▶ What is being asked
Show every line of the entries below that contains the string "banner". Case counts.

[Object pointing dataset entries]
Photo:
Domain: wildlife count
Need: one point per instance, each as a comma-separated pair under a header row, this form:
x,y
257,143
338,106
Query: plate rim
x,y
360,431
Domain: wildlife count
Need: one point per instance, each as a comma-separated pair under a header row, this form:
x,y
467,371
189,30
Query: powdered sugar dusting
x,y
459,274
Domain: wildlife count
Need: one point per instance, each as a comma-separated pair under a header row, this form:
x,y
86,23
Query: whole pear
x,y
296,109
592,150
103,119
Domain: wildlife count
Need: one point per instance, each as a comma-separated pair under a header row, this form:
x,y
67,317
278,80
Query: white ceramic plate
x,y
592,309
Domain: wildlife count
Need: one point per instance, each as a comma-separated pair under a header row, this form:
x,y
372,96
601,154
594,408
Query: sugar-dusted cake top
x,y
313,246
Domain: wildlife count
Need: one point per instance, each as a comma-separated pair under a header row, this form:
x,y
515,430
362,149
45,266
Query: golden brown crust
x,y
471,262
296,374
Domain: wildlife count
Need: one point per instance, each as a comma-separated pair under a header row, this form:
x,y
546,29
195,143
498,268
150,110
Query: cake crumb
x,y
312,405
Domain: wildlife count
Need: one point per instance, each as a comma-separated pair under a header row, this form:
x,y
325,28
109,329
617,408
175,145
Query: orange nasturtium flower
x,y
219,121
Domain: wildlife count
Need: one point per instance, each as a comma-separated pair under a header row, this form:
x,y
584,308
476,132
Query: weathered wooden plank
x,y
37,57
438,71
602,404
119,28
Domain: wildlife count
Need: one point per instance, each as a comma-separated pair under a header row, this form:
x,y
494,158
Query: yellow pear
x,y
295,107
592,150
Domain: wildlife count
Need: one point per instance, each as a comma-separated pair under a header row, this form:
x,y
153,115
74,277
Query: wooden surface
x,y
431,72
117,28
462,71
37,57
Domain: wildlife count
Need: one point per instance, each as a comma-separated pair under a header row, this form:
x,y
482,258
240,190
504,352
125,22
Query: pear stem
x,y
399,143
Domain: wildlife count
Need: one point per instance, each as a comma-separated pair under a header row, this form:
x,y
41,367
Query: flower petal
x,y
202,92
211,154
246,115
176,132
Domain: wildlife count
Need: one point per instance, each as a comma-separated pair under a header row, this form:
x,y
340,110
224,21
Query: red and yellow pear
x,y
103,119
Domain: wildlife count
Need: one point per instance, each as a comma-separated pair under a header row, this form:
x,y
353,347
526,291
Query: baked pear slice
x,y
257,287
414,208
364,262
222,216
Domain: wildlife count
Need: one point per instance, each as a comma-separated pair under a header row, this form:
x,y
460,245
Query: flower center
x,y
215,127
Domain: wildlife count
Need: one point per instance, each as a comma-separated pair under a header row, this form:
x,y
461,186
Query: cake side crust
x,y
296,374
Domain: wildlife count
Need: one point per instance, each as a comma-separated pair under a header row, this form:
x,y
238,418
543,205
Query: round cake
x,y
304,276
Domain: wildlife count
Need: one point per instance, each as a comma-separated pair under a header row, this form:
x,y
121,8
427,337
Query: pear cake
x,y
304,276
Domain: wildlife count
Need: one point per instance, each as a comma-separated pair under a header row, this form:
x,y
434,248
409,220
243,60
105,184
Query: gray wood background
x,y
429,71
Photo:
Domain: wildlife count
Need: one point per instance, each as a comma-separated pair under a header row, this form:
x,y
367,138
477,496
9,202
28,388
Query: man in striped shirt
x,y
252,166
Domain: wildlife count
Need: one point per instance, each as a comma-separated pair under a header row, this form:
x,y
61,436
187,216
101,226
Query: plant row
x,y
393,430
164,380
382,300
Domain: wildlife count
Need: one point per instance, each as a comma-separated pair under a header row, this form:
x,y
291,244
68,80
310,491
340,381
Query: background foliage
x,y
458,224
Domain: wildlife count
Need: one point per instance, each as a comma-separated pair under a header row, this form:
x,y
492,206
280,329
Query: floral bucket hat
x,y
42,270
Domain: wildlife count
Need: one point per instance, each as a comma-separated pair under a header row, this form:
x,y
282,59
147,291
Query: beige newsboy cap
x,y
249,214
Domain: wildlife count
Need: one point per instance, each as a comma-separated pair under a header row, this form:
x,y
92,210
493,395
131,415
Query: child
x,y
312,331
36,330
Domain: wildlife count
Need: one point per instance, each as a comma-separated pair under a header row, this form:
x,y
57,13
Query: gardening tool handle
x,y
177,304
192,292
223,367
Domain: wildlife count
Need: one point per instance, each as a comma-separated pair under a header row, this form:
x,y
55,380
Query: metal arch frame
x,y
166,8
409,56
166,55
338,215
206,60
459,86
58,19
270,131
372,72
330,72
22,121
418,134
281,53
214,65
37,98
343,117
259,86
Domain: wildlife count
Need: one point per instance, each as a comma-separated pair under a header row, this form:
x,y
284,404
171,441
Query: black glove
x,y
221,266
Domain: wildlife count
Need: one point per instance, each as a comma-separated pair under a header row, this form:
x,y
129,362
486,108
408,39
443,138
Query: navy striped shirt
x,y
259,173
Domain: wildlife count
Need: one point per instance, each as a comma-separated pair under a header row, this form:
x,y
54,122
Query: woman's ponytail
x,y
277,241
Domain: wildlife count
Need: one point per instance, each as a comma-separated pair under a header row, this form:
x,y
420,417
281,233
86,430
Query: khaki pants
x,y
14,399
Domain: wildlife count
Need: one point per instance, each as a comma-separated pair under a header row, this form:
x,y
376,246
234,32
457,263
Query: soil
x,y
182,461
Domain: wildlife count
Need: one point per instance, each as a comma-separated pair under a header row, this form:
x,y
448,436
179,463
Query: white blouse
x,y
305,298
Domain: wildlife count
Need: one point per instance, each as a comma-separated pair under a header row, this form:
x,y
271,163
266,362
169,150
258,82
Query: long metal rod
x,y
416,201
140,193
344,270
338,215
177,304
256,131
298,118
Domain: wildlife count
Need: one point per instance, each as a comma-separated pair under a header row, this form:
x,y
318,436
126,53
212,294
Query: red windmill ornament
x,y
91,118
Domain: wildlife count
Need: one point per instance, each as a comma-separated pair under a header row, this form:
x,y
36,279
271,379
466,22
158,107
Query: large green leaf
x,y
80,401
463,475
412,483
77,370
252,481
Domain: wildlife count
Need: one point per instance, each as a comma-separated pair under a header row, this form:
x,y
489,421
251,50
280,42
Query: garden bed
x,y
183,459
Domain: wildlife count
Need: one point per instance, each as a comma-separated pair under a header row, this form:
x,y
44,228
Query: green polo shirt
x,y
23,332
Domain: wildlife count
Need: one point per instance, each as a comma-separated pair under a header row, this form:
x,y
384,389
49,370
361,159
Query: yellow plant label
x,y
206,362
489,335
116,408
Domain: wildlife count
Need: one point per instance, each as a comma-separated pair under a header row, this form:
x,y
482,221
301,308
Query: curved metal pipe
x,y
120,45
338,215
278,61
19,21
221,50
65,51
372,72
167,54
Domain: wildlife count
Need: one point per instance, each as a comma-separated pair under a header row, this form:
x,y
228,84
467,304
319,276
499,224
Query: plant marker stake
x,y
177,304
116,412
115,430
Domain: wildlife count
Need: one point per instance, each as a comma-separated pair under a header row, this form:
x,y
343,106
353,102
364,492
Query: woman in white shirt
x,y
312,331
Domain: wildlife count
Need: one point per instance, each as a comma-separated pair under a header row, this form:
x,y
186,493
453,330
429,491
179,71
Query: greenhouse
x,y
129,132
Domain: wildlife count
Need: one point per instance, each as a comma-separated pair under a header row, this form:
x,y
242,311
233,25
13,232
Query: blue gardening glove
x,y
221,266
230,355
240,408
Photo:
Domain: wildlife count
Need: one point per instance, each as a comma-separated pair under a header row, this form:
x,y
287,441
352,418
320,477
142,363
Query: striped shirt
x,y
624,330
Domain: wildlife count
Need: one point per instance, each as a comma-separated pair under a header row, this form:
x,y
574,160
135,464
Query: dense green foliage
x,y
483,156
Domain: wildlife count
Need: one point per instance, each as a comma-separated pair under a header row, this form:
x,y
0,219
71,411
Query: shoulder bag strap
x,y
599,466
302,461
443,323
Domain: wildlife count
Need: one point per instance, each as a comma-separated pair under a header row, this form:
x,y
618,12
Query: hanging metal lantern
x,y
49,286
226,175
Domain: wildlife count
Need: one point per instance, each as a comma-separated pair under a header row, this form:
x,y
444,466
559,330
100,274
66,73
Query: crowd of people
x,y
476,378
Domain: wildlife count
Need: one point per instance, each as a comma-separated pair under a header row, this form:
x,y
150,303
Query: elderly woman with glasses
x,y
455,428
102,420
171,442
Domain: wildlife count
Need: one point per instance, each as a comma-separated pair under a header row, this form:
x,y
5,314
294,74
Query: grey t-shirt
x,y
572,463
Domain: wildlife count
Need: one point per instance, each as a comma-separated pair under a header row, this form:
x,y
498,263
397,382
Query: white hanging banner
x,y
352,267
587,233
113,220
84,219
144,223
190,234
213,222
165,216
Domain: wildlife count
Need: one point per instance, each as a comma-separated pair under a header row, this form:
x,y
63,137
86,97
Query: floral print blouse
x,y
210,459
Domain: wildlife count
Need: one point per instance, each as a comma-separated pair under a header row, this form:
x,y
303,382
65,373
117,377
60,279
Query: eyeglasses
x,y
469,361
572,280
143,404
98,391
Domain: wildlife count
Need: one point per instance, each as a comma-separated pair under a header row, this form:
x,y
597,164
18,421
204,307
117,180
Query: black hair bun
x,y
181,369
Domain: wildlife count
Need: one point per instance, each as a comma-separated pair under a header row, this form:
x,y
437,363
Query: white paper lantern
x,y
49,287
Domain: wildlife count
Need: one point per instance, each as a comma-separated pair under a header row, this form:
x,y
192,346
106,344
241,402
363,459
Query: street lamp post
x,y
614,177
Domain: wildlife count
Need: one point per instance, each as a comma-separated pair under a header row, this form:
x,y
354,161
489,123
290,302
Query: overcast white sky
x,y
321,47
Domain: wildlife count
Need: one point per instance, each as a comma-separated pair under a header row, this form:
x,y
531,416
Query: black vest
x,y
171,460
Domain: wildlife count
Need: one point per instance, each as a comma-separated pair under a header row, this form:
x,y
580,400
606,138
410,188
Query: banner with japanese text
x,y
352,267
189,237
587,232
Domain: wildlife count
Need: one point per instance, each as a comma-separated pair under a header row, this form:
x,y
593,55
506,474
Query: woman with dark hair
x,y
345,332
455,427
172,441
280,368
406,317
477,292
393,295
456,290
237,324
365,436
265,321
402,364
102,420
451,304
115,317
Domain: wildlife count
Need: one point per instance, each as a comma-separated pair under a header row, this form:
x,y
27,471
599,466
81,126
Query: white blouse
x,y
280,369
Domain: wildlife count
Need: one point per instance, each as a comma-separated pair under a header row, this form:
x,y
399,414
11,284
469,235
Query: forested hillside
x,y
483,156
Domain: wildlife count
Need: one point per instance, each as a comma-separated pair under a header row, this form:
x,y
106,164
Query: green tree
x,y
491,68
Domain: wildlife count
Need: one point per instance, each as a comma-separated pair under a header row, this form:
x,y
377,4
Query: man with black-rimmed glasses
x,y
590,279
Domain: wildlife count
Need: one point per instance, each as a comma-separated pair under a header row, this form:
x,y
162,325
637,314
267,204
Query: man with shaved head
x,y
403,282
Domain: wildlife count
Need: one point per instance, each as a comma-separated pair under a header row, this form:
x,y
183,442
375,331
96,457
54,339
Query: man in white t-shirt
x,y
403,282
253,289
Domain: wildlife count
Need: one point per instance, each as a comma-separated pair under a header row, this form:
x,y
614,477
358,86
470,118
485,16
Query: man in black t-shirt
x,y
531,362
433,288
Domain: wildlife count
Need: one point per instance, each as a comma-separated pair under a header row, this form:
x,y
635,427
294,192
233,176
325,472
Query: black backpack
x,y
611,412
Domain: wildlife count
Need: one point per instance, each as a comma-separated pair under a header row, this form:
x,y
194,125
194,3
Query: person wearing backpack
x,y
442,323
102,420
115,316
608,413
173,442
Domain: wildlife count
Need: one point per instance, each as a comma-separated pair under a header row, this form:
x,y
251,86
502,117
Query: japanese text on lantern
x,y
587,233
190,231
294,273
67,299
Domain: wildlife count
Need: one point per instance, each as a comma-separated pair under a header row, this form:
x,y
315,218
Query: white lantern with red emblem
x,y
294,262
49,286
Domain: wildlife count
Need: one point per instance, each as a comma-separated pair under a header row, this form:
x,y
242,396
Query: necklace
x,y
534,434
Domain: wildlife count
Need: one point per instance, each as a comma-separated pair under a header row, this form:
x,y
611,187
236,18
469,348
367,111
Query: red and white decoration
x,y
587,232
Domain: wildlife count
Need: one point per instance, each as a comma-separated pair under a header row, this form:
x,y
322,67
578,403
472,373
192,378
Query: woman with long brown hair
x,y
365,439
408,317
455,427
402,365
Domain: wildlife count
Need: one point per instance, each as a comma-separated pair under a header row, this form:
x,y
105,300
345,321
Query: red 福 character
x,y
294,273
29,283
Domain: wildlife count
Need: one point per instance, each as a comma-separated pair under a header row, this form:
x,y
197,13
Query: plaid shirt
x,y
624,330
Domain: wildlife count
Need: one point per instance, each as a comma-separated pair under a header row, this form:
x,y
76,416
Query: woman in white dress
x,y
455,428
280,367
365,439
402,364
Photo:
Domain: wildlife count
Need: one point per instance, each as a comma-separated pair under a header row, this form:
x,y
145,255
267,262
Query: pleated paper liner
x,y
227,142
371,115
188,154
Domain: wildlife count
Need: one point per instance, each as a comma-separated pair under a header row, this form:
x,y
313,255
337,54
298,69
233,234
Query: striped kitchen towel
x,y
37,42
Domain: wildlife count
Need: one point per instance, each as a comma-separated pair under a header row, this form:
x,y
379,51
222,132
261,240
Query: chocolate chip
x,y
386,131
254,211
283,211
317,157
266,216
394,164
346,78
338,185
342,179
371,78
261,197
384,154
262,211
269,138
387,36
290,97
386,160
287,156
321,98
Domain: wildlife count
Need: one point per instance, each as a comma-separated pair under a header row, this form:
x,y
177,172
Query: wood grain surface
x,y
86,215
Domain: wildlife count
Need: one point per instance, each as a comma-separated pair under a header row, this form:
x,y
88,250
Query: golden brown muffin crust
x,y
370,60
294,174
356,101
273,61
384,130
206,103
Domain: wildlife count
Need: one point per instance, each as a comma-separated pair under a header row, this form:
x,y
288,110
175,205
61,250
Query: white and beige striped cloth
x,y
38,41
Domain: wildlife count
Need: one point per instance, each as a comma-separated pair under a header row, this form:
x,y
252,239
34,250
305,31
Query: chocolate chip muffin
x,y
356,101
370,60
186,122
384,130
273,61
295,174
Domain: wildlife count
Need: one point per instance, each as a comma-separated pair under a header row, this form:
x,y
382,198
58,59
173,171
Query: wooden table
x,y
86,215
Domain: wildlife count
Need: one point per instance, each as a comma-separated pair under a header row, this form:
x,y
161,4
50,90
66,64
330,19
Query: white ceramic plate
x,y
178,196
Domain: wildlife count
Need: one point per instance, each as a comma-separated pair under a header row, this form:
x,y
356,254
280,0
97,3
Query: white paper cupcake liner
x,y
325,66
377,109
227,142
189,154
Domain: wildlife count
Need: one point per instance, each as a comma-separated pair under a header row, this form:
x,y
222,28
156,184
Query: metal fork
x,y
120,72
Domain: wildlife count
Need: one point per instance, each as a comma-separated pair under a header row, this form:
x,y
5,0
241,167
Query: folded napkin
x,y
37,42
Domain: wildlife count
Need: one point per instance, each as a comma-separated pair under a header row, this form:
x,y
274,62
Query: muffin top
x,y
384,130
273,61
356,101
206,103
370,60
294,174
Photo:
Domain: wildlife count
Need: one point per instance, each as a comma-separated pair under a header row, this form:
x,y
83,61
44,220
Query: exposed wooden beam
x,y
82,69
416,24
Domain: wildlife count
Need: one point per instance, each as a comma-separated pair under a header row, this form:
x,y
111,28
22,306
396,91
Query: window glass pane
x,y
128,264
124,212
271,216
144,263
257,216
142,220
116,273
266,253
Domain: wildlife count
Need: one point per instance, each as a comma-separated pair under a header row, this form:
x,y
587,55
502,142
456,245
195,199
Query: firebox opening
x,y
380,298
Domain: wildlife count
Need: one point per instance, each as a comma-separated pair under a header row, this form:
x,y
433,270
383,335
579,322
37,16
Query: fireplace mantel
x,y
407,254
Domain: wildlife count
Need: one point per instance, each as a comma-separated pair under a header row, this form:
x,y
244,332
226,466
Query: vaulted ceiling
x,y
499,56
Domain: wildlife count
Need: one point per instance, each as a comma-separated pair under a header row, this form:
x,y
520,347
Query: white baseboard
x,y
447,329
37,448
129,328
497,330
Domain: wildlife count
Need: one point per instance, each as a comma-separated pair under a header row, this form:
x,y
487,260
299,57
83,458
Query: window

▶ Output for this task
Query: white hanging banner
Query: banner with japanese text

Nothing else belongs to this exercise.